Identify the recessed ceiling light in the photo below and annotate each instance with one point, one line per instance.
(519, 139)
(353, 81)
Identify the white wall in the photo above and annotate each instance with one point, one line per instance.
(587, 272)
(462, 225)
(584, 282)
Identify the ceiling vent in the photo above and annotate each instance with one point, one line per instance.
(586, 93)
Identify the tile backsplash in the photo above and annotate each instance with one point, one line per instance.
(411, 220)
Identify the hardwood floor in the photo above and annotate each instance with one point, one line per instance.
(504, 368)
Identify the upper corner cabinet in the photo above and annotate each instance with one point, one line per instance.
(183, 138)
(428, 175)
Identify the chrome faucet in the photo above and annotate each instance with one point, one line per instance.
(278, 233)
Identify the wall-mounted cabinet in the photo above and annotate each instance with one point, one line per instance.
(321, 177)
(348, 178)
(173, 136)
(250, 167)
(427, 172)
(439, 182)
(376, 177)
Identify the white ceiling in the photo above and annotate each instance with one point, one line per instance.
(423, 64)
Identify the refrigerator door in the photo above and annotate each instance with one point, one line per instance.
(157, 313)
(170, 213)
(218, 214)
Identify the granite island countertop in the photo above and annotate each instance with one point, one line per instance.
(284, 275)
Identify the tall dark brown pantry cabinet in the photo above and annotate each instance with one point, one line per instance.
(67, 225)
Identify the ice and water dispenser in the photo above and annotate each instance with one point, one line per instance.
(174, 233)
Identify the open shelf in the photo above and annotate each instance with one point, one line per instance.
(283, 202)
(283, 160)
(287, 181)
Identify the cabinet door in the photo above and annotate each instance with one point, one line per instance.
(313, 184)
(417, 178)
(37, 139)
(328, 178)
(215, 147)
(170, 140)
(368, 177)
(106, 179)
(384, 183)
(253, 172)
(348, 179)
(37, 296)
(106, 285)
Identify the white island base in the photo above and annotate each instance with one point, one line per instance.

- - -

EXERCISE AIM: Please copy the line holding "Identify the tall" and all lines after it to the end of the records, exactly, and nothing else.

ANSWER SECTION:
Identify the tall dark brown pantry cabinet in the photo above and annotate each instance with one point, one line per instance.
(67, 225)
Identify the ice and water dispenser in the photo above and annotate each instance with one point, one line per instance.
(174, 233)
Identify the open shelf in the photo above and annotate each instance with one point, one line per instance.
(283, 202)
(283, 160)
(287, 181)
Identify the cabinet door in the photo above and annotate each instance with one point, one line per instance.
(313, 184)
(417, 178)
(37, 139)
(328, 178)
(215, 147)
(170, 140)
(368, 177)
(106, 179)
(384, 183)
(253, 172)
(348, 179)
(37, 296)
(106, 285)
Identify the white island base in the photo above and annotate each instance with one point, one line per instance.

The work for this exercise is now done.